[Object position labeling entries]
_ _ _ _

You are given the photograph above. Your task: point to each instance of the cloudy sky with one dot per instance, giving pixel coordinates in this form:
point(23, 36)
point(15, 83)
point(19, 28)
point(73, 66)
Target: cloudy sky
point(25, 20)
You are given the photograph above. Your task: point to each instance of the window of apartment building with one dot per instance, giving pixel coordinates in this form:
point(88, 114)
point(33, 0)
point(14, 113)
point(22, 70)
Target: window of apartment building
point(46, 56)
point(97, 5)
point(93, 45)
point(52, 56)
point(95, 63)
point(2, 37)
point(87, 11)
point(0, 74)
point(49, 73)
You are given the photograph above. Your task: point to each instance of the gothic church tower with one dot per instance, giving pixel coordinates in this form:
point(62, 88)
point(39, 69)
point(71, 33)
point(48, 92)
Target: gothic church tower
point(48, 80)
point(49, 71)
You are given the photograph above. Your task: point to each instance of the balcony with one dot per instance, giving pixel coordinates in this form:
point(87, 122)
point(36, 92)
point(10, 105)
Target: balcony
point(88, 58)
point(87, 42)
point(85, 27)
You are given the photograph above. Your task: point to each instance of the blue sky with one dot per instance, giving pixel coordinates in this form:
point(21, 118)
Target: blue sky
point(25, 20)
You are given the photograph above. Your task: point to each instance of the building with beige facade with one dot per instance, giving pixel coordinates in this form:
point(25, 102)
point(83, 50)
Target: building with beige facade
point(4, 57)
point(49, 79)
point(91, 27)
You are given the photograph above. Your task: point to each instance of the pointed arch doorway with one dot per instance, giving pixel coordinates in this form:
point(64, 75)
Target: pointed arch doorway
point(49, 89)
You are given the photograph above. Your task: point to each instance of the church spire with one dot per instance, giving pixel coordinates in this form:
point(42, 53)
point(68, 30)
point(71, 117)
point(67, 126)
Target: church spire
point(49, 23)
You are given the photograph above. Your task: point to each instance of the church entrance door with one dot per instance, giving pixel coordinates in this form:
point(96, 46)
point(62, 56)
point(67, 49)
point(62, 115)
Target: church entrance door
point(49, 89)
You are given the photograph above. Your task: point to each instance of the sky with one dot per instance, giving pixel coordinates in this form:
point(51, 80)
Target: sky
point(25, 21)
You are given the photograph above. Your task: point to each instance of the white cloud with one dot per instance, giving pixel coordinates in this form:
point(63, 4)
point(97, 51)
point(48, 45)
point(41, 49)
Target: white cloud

_ _ _ _

Given request
Please revise the material above so that each "photograph" becomes "image", with every other part left the same.

Final result
You are given the image above. Your task: point to each instance of the cloudy sky with one dot per instance, giving pixel coordinates in this form:
point(23, 36)
point(15, 83)
point(19, 28)
point(73, 66)
Target: cloudy sky
point(25, 20)
You are given the image above. Your task: point to each instance of the window of apartment building with one dot per instance, giving pixel coordinates in this form:
point(88, 114)
point(33, 0)
point(14, 113)
point(22, 70)
Target: window of apartment building
point(46, 56)
point(97, 5)
point(93, 45)
point(52, 56)
point(95, 63)
point(2, 37)
point(87, 11)
point(0, 74)
point(49, 73)
You are given the image above. Your task: point to each instance of the gothic church tower with one dot per instance, giving pixel coordinates in this form:
point(62, 88)
point(39, 69)
point(71, 33)
point(48, 92)
Target: gothic church tower
point(48, 80)
point(49, 71)
You are given the image above. Your task: point to each instance of the balcony with one dot per instance, giving pixel coordinates in this form:
point(87, 122)
point(36, 92)
point(10, 105)
Target: balcony
point(88, 58)
point(87, 42)
point(85, 27)
You are given the image above. Your task: point to each instance of the blue sky with one dot per instance, giving pixel coordinates in this form:
point(21, 118)
Target: blue sky
point(25, 20)
You are given the image above. Your task: point to each instance of the building with beige facade with one dot per instance, giving pixel coordinates in this form:
point(25, 102)
point(83, 50)
Target: building with beige facade
point(4, 57)
point(49, 79)
point(91, 27)
You are given the image above. Your task: point to each instance of the pointed arch doorway with one dot per instance, giving pixel coordinates in this form:
point(64, 75)
Target: pointed arch doorway
point(49, 89)
You are given the image above. Your task: point to each instance of the church spire with one dot per instance, giving pixel coordinates in this form:
point(42, 53)
point(68, 30)
point(71, 117)
point(67, 126)
Target: church spire
point(49, 23)
You are given the image above. Your task: point to each instance of the church entrance door with one dot per instance, giving pixel coordinates in this form:
point(96, 46)
point(62, 56)
point(67, 49)
point(62, 115)
Target: church entrance door
point(49, 89)
You are given the image above. Your task: point to each instance of the sky with one dot per instance, giving pixel coordinates in this form:
point(51, 80)
Target: sky
point(25, 21)
You are given the image above. Your task: point to each instance of the white cloud with one dot per instance, giving pixel coordinates in this form:
point(63, 4)
point(97, 51)
point(48, 45)
point(41, 49)
Target: white cloud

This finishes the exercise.